== Input for this task

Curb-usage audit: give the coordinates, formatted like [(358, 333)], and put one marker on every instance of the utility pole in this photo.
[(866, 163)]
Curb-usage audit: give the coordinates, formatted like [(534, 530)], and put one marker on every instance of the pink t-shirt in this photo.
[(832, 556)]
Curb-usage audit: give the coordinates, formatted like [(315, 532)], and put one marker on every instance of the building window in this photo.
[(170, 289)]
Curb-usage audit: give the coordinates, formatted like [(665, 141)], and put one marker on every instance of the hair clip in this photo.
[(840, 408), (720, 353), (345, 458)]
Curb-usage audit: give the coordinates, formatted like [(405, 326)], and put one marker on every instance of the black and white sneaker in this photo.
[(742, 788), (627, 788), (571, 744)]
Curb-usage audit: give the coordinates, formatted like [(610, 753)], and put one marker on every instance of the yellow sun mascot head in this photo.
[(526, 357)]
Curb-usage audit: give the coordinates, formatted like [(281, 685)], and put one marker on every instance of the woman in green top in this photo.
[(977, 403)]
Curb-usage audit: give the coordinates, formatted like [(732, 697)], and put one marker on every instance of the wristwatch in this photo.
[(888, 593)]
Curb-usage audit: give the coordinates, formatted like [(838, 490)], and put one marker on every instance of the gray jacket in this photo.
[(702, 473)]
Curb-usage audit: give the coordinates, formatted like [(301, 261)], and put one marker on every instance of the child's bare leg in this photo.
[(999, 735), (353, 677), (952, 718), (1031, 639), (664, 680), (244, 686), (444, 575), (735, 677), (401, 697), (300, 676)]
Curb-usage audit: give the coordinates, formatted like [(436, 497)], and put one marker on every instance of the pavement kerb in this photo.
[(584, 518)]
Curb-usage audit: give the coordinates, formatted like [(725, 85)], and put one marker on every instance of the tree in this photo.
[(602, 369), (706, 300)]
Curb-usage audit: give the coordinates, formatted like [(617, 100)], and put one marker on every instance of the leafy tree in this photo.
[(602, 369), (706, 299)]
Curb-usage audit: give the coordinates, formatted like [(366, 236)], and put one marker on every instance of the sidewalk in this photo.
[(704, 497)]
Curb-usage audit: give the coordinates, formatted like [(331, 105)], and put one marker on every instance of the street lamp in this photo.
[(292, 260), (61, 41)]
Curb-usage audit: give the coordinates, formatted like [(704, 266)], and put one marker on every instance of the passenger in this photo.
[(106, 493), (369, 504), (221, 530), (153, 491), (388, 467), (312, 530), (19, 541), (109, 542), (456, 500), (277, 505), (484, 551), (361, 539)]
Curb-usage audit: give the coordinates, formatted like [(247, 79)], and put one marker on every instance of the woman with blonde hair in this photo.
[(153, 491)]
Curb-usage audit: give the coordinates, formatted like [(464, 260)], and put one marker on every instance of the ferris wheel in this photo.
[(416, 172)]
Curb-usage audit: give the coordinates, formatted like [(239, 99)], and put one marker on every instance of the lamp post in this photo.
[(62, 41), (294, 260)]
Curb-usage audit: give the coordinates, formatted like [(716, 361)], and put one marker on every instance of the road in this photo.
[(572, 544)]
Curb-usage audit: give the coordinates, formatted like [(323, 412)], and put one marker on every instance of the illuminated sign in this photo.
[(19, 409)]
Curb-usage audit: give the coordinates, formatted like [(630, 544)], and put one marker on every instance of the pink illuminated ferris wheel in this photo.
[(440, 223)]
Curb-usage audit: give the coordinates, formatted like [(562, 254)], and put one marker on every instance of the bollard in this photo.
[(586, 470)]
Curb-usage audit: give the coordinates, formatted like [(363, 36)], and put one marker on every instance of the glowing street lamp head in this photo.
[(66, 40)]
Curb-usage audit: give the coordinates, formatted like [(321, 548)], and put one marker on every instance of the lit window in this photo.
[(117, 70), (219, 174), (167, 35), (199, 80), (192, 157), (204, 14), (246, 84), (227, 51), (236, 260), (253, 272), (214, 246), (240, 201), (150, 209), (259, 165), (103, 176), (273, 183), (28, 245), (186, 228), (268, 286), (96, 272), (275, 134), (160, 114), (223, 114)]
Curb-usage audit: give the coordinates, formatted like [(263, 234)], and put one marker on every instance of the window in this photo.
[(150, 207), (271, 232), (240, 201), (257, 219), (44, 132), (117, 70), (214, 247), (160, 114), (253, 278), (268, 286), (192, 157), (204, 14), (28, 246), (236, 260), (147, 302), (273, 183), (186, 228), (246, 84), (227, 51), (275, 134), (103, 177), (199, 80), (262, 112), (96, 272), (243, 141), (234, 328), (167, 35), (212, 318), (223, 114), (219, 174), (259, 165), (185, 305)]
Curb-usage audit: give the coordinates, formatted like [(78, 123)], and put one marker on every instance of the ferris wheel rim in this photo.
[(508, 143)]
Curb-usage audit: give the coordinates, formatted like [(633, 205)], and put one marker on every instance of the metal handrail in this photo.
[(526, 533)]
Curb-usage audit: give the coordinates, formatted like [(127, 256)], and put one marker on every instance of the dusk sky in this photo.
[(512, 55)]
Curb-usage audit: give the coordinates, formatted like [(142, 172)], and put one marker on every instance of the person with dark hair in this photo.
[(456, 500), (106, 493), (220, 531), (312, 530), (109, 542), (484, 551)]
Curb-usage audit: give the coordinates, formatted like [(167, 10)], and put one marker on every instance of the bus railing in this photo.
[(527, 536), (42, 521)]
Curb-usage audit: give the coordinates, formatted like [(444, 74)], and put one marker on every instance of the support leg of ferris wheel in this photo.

====

Work to be completed
Rewrite everything from the line containing "lamp in this photo." down to the line containing "[(292, 260), (61, 41)]", with the item text unchanged and every coordinate in the answers multiplied by 2 and rounded to a whole number, halves rounding up. Leave the numbers in the items' format samples as they are.

Answer below
Curb-usage audit: give the coordinates, formatted like [(331, 105)], and put one marker on every instance of the street lamp in this photo.
[(584, 520), (122, 82)]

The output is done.